• Task item: Print each entry below precisely as it reads.
──────── Dataset
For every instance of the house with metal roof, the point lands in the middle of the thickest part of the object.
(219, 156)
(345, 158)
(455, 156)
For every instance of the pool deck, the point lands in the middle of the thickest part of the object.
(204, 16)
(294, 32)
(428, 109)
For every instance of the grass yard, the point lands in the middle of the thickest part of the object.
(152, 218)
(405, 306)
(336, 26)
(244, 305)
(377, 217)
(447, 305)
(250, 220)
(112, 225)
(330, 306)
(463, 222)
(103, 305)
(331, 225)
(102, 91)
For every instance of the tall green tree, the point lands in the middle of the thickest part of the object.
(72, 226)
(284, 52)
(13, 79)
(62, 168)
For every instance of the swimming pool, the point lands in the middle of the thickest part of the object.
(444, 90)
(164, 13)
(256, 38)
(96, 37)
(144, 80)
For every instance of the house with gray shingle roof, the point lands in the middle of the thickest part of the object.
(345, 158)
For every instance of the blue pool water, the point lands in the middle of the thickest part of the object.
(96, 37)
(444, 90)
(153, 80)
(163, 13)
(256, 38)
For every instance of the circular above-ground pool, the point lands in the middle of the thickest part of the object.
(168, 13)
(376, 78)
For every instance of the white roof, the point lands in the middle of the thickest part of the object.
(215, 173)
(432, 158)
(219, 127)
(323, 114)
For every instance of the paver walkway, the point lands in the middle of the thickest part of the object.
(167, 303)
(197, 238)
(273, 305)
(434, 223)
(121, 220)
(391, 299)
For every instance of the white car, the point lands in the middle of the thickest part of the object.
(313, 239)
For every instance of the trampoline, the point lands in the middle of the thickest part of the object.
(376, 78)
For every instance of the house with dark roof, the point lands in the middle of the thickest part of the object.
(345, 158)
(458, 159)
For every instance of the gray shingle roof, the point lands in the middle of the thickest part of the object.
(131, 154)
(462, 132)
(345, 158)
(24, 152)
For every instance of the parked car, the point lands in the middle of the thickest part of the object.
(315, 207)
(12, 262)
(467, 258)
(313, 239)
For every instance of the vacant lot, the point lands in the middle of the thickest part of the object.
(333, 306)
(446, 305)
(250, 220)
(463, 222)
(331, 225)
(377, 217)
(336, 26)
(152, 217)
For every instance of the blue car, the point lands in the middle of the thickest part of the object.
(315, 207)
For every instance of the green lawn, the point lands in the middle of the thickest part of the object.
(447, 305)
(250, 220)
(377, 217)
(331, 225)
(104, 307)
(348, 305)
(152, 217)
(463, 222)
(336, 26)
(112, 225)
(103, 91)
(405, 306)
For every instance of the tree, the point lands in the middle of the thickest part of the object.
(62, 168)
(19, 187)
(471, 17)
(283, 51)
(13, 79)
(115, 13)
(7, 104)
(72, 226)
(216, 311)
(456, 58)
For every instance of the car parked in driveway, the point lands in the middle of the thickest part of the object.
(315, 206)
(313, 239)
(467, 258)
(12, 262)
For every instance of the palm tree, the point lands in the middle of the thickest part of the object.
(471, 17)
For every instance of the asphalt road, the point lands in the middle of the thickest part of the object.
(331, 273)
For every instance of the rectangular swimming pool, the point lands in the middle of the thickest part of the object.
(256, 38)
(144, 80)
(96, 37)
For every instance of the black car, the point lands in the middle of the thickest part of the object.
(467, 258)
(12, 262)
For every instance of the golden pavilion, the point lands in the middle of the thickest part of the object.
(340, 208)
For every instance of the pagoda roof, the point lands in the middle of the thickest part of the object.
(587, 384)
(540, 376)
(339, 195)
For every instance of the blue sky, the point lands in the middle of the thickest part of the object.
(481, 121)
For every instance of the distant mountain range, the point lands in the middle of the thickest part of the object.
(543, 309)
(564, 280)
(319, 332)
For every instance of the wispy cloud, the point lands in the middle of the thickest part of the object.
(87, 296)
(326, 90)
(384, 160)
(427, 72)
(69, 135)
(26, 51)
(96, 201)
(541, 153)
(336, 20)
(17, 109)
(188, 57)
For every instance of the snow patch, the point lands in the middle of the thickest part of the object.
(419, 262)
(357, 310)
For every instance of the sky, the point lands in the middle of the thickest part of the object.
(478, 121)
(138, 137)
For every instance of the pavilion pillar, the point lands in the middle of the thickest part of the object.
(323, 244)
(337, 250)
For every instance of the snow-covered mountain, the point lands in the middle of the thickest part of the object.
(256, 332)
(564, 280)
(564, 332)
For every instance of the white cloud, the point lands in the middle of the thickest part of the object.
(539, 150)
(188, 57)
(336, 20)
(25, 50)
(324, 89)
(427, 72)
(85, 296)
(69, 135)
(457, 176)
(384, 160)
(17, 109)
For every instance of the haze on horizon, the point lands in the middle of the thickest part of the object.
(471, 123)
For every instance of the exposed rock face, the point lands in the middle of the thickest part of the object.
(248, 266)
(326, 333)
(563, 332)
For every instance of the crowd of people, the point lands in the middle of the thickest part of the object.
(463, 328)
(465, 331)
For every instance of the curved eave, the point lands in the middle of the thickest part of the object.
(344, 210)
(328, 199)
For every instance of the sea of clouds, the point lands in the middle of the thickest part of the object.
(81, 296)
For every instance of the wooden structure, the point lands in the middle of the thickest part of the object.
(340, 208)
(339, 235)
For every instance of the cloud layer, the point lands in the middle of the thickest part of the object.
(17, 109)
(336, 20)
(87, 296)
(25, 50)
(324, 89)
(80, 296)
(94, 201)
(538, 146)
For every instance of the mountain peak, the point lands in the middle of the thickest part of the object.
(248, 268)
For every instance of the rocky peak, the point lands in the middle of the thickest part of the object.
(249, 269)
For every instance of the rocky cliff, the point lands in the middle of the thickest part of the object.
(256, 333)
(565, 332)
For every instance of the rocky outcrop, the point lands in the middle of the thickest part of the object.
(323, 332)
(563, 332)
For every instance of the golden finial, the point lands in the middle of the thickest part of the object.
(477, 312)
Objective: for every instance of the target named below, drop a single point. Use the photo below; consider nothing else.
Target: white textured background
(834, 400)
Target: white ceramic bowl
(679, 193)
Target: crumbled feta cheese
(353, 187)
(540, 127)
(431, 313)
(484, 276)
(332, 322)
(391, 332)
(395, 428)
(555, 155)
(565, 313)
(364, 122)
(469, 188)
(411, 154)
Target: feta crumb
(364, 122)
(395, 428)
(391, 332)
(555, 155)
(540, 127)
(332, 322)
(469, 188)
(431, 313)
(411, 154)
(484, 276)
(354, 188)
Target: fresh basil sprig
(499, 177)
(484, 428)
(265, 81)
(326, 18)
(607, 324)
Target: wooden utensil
────────────────
• Exercise result:
For every instance of the house with metal roof, the point lands in the middle of the thickest part of the object.
(219, 156)
(345, 158)
(455, 156)
For every instance of the pool deck, the point lands in the middle of the thickest part of the object.
(204, 16)
(294, 32)
(428, 109)
For every instance of the grass yard, the point lands in the middle of the thickest part of the object.
(152, 218)
(405, 306)
(336, 26)
(244, 305)
(377, 217)
(447, 305)
(250, 220)
(112, 225)
(330, 306)
(463, 222)
(103, 305)
(331, 225)
(102, 91)
For every instance of the tall green tree, the point lands in the middle of the thickest part of the object.
(72, 226)
(284, 52)
(13, 79)
(62, 168)
For every instance of the swimming pool, the point lands in the middle of the thickest part of the object.
(444, 90)
(164, 13)
(256, 38)
(96, 37)
(144, 80)
For every instance of the house with gray shingle roof, the point lands in the middle of the thickest part of the object.
(345, 158)
For every instance of the blue pool water, the point lands in the middle of the thickest part of the object.
(96, 37)
(444, 90)
(153, 80)
(163, 13)
(256, 38)
For every instance of the circular above-ground pool, the point lands in the middle of the thickest part of the object.
(168, 13)
(376, 78)
For every instance of the white roof, the point lands in the middle of the thickest part of the object.
(215, 173)
(432, 158)
(219, 127)
(323, 114)
For every instance of the paver walkway, the point lands in the middle of the thickest part of the object.
(167, 303)
(197, 238)
(273, 305)
(434, 223)
(121, 220)
(391, 299)
For every instance of the white car, the point lands in the middle of the thickest part of the object.
(313, 239)
For every instance of the trampoline, the point lands in the middle of the thickest part of the object.
(376, 78)
For every instance of the house with dark roof, the point lands in the middle of the thickest part of the object.
(345, 158)
(458, 159)
For every instance of the gray shingle roof, the point lands in the middle of the thickest part of the object.
(131, 154)
(462, 132)
(345, 158)
(24, 152)
For every instance of the parked car, the point lands in the middle of the thickest part of the object.
(315, 207)
(12, 262)
(467, 258)
(313, 239)
For every instance of the vacant lot, the point lands in the middle of the thickest part of the object.
(333, 306)
(446, 305)
(250, 220)
(463, 222)
(331, 225)
(377, 217)
(336, 26)
(152, 217)
For every instance of the blue car, the point lands in the middle of the thickest part of the object.
(315, 207)
For every instance of the green lawn, the point lands in the middle of the thickest part of the object.
(447, 305)
(250, 220)
(377, 217)
(331, 225)
(104, 307)
(348, 305)
(152, 217)
(463, 222)
(336, 26)
(112, 225)
(103, 91)
(405, 306)
For every instance of the tree, the point lands in the middle of the thickest part of the object.
(62, 168)
(19, 187)
(471, 17)
(283, 51)
(13, 79)
(115, 13)
(7, 104)
(72, 226)
(216, 311)
(456, 58)
For every instance of the car parked in driveway, the point lands in the middle of the thickest part of the object.
(315, 206)
(313, 239)
(467, 258)
(12, 262)
For every instance of the palm tree, the point lands in the middle of the thickest part of the object.
(471, 17)
For every instance of the asphalt road, the point lands in the middle of the thickest part of the object.
(331, 273)
For every instance of the rectangular swimming pool, the point lands in the middle of the thickest part of the object.
(256, 38)
(144, 80)
(96, 37)
For every instance of the black car, the point lands in the middle of the thickest part of the object.
(467, 258)
(12, 262)
For every instance of the golden pavilion, the point lands in the middle of the thickest part of the object.
(340, 208)
For every instance of the pagoda roof, the point lands in the middle of the thickest part of the object.
(587, 384)
(540, 376)
(339, 195)
For every instance of the blue sky, the point lands in the middle of the thickest part of the object.
(481, 121)
For every instance of the distant mountain range, the point lands in the middle of the thickest part of the object.
(543, 309)
(564, 280)
(319, 332)
For every instance of the wispy cloud, the point lands in the middle of the thickest part of the object.
(87, 296)
(326, 90)
(384, 160)
(427, 72)
(69, 135)
(26, 51)
(96, 201)
(541, 153)
(336, 20)
(17, 109)
(188, 57)
For every instance of the snow patch, the point lands in the middle of the thickest part of the object.
(419, 262)
(357, 310)
For every instance of the sky, the point lands in the middle of the thickest part of the object.
(478, 121)
(138, 137)
For every instance of the pavilion pillar, the point lands in the middle of the thickest part of the object.
(323, 244)
(337, 250)
For every instance of the snow-covered mountain, the point lands in the middle of the thickest part of the object.
(256, 332)
(564, 280)
(564, 332)
For every instance of the white cloud, the point lands in the middle of the thickest part of the object.
(539, 150)
(188, 57)
(336, 20)
(25, 50)
(324, 89)
(427, 72)
(85, 296)
(69, 135)
(457, 176)
(384, 160)
(17, 109)
For every instance of the haze on horizon, the point lands in the middle of the thickest part of the object.
(471, 123)
For every instance of the exposed rock face, the point lands in the middle of the thickest part of the object.
(248, 266)
(326, 333)
(563, 332)
For every instance of the crowd of people, the point lands in the middle of the thickest part of the object.
(463, 328)
(465, 331)
For every instance of the curved eave, the point lands in the middle of the thickest part of the object.
(344, 210)
(328, 199)
For every instance of the sea of clouds, the point lands in the middle of the thickest part of the object.
(81, 296)
For every instance of the wooden structure, the point lands in the middle of the thickest part of the object.
(340, 208)
(339, 235)
For every instance of the cloud layer, the point lands in the middle of the thickest part of the object.
(17, 109)
(336, 20)
(87, 296)
(25, 50)
(324, 89)
(80, 296)
(94, 201)
(538, 146)
For every instance of the mountain peak, the point lands in the middle of the thickest part of the object.
(248, 268)
For every instance of the rocky peak, the point lands in the middle of the thickest part of the object.
(249, 269)
For every instance of the rocky cliff, the point lands in the middle of the thickest part of the object.
(256, 333)
(565, 332)
For every instance of the rocky outcrop, the point lands in the middle of the thickest part of the object.
(323, 332)
(563, 332)
For every instance of the golden finial, the point lands in the middle of the thickest part of the object.
(477, 312)
Objective: for every instance of the target named below, drop a single point. Use the photo below; consider nothing else.
Target: white textured background
(834, 400)
Target: white ceramic bowl
(679, 193)
Target: crumbled feta cheese
(353, 187)
(540, 127)
(431, 313)
(484, 276)
(332, 322)
(391, 332)
(395, 428)
(555, 155)
(565, 313)
(364, 122)
(469, 188)
(411, 154)
Target: feta crumb
(364, 122)
(395, 428)
(391, 332)
(555, 155)
(540, 127)
(332, 322)
(469, 188)
(431, 313)
(411, 154)
(484, 276)
(354, 188)
Target: fresh basil sprig
(499, 177)
(484, 428)
(265, 81)
(326, 18)
(607, 324)
Target: wooden utensil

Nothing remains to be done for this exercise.